**EXERCISE PASSAGE:**
╭──
Indeed, there is a powerful argument that when advertisers reduce the scope of their agencies, they cause themselves new problems because an agency group has less clout to negotiate collectively on behalf of a group of clients – a serious issue when a few over-mighty tech giants are now so dominant.

Fourth, there is some evidence that agency services are going through structural change, rather than structural decline, as Read insists. Brian Wieser, the former Wall Street analyst who has joined Group M as global president of business intelligence, made a persuasive case at Media360, Campaign’s annual UK media conference in Brighton in May, that the agency sector is growing at more than 2%. Add the growth of management consultants and IT companies, such as Accenture Interactive, and subtract the one-off decline in CPG fees and organic revenue is probably running at 4% or better, Wieser suggested.

"So the challenge for media agencies now is to get off the back foot and start selling themselves and their sector better"

A fascinating question is whether holding companies have held back their media agencies. It is an open secret that media services have been much more profitable and inventive than the creative side of the business. There is no doubt that some holding companies used media’s strength to mask the problems at their ad agencies for years and put off radical surgery.

Some doom-mongers say media agencies matter less. Facebook’s top 100 advertisers now account for less than 20% of its ad revenue, and millions of small and medium-sized enterprises, from established companies to digital disruptors, are buying ads themselves on a self-serve basis.

And yet the boom in smaller advertisers and DTC companies is good news. Thanks to digital marketing there has never been a better time to launch and scale a business and some of these start-ups will become the Ubers and Ocados of tomorrow. Then they will need support from brilliant agency partners to ensure their brands stand out and command a premium.

So the challenge for media agencies is to get off the back foot and start selling themselves and their sector better. And, as WPP’s Karen Blackett says, it’s not enough to talk about "the agency of the future" while still relying on "the processes of the past".

There are so many opportunities, which is why there has been a profusion of newer, independent agencies in recent years. What marks out many of these agencies is an entrepreneurial hunger to give clients what they want – flexibility, simpler ways of working, a more diverse talent base, speed, innovation, an understanding of new technology and data and a willingness to support an in-house team or work on-site in the client’s office.
╰──
**SOURCE DATA:**
╭──
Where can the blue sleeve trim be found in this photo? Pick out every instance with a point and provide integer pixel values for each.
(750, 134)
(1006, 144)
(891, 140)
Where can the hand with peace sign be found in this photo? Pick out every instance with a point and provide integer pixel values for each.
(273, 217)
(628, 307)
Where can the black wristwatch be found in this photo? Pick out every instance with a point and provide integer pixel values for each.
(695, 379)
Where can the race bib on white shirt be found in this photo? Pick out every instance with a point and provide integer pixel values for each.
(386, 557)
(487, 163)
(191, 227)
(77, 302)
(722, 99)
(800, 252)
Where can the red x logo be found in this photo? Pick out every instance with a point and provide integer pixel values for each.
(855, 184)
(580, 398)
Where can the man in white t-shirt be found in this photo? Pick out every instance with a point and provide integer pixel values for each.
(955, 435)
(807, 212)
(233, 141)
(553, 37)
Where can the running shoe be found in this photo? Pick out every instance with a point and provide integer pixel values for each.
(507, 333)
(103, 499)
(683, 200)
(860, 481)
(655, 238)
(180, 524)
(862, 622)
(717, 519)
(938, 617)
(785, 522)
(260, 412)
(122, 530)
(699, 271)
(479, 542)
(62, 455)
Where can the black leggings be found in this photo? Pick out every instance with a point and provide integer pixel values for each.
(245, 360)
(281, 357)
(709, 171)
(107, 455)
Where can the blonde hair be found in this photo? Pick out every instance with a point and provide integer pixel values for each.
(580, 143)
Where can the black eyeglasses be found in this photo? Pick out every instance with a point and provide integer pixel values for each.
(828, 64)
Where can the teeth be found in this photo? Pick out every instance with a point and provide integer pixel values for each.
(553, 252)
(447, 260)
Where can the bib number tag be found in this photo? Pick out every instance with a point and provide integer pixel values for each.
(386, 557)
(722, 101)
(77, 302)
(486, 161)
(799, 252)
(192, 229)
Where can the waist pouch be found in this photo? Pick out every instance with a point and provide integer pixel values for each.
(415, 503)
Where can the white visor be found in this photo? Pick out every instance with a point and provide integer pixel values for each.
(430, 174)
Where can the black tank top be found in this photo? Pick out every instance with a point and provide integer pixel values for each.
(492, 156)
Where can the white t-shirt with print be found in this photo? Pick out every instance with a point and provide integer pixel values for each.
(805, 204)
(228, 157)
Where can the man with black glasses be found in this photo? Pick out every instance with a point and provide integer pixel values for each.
╰──
**PROBLEMS TO WORK ON:**
1. Answer these questions from the passage on media agencies:
(a) What position has Brian Wieser taken at Group M?
(b) What share of Facebook's ad revenue comes from its top 100 advertisers?
(c) Who is quoted as saying it is not enough to talk about "the agency of the future" while still relying on "the processes of the past"?
2. Resume the passage on media agencies, continuing after its final sentence.

**EXERCISE ANSWERS:**
1.
(a) Global president of business intelligence.
(b) Less than 20%.
(c) WPP's Karen Blackett.

2.
In many cases, this new breed of agency is focusing on quality of service and the craft of media planning – two areas that have been neglected by too many of the network agencies in the war of attrition with large clients over procurement and pricing.

It’s worth adding that bringing media and creative closer together in an era of mass personalisation and dynamic content is another growing trend, but the creation and distribution of media demand different skills and there are good reasons why they remain separate. 

As the agency holding companies seek to renew themselves, it is significant that a generation of media agency entrepreneurs, including Jerry Buhlmann of Dentsu Aegis Network, Colin Gottlieb of Omnicom Media Group and Phil Georgiadis of Blue 449, has stepped back in the past six months. When Rob Norman retired from front-line duties at Group M in 2017 he talked about making way for "young generals" and it’s not just agencies that should be on a war footing.

Brands themselves are battling fierce competition. Just Eat recently appointed UM to its global media account and the online takeaway delivery company talked about needing an agency with "proper, street-fighting media planning and buying skills" and an ability to "connect our first-party data with your media planning" because it is in a "very competitive, postcode-by-postcode fight".

The future of media agencies requires new leaders with entrepreneurial spirit and a battleground mentality.